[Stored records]
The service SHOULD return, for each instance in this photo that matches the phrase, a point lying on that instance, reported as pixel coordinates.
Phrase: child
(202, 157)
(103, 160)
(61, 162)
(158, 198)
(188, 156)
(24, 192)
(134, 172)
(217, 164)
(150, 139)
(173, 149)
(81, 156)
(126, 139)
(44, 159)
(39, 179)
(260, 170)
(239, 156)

### [TASK INSTRUCTIONS]
Please reproduce each record precisely as written.

### [EXERCISE RESPONSE]
The service SHOULD return, for each instance in this photo that matches the phrase, a point lying on that instance, reported as pixel coordinates.
Phrase: child
(202, 157)
(103, 160)
(61, 162)
(158, 198)
(188, 156)
(24, 192)
(134, 172)
(217, 164)
(150, 139)
(173, 149)
(81, 156)
(126, 139)
(44, 159)
(39, 179)
(260, 170)
(239, 156)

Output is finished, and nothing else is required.